What to work on: Format the rows as a numbered list, from the first row through the line containing "of the stone", including that line. Omit any blank lines.

[Stored data]
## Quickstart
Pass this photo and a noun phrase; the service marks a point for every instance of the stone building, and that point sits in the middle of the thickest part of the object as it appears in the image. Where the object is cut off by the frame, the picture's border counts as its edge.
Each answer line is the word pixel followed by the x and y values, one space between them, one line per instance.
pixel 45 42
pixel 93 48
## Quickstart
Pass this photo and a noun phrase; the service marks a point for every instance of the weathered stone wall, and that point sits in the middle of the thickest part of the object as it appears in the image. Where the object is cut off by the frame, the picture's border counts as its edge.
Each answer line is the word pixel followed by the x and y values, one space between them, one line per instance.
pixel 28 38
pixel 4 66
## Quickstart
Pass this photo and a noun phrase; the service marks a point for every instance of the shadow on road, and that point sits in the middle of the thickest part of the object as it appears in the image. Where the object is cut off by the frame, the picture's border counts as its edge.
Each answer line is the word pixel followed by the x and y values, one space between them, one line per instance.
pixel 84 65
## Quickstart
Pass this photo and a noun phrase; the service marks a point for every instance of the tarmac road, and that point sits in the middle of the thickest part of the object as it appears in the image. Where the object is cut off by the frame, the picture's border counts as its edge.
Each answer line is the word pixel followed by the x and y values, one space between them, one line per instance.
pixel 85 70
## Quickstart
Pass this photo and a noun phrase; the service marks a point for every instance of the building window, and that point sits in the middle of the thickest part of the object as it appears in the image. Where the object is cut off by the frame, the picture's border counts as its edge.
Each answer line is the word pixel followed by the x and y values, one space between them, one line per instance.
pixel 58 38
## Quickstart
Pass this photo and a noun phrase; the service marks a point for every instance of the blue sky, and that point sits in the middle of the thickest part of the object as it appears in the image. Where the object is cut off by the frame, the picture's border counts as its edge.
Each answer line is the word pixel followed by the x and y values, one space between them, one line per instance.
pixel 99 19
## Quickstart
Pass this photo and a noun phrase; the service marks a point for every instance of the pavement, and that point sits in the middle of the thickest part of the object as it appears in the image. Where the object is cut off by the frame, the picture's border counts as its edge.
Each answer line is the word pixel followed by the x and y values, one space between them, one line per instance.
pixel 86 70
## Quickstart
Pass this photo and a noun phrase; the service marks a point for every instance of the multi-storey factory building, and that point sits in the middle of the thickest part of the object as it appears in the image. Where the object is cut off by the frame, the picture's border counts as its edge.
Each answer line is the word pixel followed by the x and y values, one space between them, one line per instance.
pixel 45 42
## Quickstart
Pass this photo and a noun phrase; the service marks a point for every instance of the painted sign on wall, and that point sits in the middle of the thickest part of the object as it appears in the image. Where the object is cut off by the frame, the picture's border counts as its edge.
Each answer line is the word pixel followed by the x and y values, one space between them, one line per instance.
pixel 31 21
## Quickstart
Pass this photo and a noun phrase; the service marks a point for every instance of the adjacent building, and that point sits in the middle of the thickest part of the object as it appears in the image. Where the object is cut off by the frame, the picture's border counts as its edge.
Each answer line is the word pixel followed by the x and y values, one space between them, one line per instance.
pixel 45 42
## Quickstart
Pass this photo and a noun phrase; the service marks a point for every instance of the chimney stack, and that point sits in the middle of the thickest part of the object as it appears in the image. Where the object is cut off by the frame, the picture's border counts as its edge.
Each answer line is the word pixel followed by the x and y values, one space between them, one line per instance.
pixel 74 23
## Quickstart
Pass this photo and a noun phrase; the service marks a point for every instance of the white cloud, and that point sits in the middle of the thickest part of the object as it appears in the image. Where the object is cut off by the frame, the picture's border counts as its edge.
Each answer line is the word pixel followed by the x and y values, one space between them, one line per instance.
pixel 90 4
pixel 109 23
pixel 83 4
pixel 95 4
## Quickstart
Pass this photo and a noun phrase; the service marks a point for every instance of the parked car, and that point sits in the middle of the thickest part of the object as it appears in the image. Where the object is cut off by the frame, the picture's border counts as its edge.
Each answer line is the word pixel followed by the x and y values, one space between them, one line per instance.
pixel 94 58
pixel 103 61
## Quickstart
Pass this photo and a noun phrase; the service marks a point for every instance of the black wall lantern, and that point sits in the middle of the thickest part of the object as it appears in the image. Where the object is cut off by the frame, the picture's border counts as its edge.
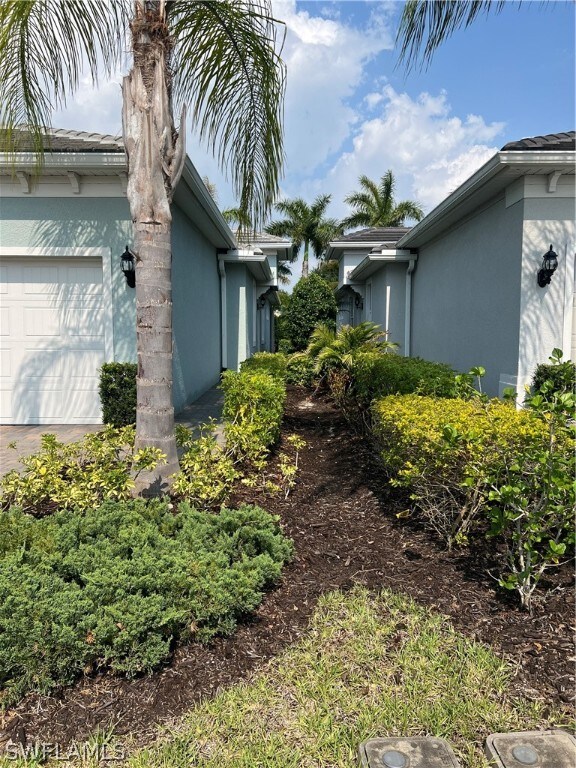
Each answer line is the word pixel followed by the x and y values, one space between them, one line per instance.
pixel 549 266
pixel 128 267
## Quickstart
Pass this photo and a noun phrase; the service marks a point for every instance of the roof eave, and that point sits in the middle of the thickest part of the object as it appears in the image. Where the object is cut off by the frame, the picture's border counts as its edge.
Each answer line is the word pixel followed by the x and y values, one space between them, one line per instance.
pixel 497 163
pixel 375 261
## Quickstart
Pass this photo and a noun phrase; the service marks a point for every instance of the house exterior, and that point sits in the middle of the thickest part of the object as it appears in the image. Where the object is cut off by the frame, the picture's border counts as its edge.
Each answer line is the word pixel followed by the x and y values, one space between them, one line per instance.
pixel 461 286
pixel 65 306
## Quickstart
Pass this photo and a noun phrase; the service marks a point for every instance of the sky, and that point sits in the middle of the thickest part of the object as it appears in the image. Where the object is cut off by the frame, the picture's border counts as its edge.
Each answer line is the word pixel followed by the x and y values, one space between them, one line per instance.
pixel 351 108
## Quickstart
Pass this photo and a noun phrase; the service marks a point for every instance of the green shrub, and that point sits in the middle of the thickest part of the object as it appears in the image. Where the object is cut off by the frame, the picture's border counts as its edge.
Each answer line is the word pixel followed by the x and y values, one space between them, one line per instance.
pixel 555 377
pixel 312 302
pixel 253 411
pixel 377 375
pixel 118 393
pixel 117 587
pixel 431 446
pixel 300 370
pixel 273 363
pixel 532 497
pixel 207 471
pixel 101 466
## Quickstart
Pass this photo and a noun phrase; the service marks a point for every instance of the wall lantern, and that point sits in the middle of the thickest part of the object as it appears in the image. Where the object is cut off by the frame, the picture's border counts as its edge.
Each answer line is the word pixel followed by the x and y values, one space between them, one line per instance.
pixel 549 266
pixel 128 267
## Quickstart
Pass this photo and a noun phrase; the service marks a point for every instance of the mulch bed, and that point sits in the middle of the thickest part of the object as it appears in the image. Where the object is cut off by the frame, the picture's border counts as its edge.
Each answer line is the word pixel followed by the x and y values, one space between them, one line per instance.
pixel 342 517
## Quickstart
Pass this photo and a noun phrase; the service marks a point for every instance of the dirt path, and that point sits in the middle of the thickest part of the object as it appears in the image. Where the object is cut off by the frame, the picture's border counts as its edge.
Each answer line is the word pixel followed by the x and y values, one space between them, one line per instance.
pixel 342 519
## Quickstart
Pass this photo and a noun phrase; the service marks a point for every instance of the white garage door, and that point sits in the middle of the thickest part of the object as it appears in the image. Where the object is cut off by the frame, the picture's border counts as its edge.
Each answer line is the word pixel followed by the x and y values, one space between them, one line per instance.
pixel 51 341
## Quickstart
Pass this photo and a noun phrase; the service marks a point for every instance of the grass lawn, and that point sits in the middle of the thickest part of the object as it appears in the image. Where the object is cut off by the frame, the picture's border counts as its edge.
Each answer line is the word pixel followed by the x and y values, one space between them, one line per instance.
pixel 369 666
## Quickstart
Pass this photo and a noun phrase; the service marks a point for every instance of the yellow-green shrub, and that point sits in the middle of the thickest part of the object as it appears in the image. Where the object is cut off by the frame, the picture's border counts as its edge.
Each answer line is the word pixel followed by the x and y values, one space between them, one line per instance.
pixel 253 411
pixel 102 466
pixel 431 445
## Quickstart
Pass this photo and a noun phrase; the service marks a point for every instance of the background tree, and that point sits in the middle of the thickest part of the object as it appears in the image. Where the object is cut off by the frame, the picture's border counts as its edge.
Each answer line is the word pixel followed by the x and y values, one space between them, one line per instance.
pixel 375 205
pixel 220 57
pixel 426 24
pixel 306 225
pixel 312 301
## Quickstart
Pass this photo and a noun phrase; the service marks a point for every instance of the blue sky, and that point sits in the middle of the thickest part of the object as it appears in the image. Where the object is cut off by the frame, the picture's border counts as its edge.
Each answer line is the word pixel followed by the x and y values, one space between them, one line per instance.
pixel 351 109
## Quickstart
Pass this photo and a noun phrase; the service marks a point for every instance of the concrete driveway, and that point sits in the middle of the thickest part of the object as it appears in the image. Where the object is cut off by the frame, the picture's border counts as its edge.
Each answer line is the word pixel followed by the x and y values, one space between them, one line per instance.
pixel 26 439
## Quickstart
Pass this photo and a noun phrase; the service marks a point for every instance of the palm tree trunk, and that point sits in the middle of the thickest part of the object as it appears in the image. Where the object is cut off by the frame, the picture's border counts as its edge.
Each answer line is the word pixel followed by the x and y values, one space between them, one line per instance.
pixel 155 160
pixel 305 260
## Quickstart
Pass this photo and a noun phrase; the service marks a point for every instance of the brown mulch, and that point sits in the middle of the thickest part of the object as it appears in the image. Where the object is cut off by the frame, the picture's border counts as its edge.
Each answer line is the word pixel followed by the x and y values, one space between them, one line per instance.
pixel 342 517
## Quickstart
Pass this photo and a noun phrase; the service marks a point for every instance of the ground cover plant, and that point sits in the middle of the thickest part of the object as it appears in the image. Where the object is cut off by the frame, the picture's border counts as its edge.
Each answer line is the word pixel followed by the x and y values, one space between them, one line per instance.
pixel 118 586
pixel 369 664
pixel 342 516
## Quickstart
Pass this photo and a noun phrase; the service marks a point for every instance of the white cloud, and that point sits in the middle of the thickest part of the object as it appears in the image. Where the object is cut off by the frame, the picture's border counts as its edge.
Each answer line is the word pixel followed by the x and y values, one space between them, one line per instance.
pixel 429 150
pixel 325 59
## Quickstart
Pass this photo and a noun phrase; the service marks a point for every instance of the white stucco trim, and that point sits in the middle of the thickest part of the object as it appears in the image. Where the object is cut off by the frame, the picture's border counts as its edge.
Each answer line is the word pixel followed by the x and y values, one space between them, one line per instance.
pixel 374 261
pixel 104 254
pixel 223 315
pixel 569 288
pixel 500 171
pixel 257 263
pixel 408 308
pixel 114 161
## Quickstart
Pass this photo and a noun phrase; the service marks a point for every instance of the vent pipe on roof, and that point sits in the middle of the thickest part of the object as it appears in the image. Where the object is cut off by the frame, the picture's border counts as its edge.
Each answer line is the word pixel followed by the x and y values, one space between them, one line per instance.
pixel 408 307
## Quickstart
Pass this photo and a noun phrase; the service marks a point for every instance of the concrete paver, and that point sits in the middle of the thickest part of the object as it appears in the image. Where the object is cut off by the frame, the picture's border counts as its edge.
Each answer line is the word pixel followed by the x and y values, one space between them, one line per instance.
pixel 26 438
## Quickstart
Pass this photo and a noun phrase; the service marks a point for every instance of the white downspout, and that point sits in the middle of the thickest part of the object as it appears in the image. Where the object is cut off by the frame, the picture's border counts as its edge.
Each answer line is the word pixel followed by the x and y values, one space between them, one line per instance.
pixel 408 307
pixel 223 315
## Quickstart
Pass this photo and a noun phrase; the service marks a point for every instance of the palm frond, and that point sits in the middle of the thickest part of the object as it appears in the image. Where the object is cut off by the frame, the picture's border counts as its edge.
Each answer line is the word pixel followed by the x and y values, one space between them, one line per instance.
pixel 228 68
pixel 426 24
pixel 44 46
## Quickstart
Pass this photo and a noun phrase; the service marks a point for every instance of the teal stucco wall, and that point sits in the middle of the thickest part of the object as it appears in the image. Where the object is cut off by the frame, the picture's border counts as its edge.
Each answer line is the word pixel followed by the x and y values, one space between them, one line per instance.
pixel 196 311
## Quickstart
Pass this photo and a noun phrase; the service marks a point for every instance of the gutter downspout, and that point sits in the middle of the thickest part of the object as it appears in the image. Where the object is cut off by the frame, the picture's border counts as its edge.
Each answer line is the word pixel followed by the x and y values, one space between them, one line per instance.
pixel 408 307
pixel 223 316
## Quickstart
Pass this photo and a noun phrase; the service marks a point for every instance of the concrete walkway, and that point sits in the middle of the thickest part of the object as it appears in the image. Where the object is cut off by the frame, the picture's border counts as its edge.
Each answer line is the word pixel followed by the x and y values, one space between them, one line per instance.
pixel 26 439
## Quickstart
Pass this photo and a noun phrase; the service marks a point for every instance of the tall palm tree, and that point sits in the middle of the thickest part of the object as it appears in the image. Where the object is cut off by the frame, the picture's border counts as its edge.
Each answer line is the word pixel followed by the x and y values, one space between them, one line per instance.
pixel 306 226
pixel 375 205
pixel 426 24
pixel 221 58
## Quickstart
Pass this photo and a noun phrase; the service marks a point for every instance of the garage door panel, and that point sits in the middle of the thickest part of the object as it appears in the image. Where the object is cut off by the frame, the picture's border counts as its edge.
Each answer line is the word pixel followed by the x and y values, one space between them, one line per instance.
pixel 41 280
pixel 42 322
pixel 52 328
pixel 6 414
pixel 4 321
pixel 87 321
pixel 6 366
pixel 40 406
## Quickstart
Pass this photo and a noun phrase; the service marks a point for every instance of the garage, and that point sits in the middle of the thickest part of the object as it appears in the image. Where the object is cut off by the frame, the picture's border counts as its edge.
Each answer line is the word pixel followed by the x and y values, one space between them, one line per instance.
pixel 52 340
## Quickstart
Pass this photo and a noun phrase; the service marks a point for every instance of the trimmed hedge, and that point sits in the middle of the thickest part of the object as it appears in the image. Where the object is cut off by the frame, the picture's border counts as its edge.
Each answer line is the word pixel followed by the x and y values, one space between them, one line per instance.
pixel 274 363
pixel 375 375
pixel 119 586
pixel 253 411
pixel 118 393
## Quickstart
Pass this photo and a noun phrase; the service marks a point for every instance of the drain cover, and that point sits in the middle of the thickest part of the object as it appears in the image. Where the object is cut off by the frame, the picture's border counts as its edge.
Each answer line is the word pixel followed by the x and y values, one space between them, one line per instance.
pixel 532 749
pixel 401 752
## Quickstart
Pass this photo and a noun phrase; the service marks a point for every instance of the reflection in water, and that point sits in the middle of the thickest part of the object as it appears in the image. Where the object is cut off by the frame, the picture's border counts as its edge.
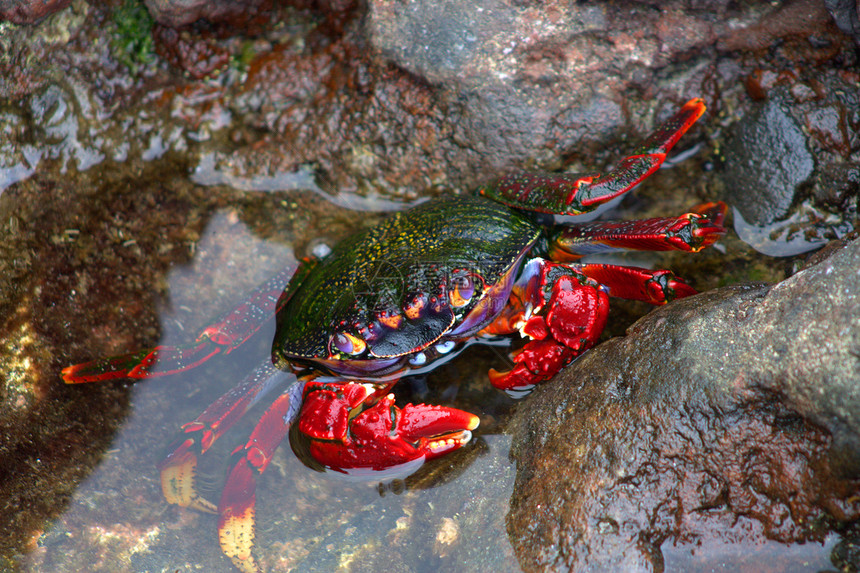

Solution for this exercise:
1. ## Quickstart
2. Pass this photo and a noun phrase; the service marks a point for every instance of the stone building, and that point sits in the middle of the thickest part of the object as it appears in the image. Where the object is cut off by the frame, the picture's border counts as its edge.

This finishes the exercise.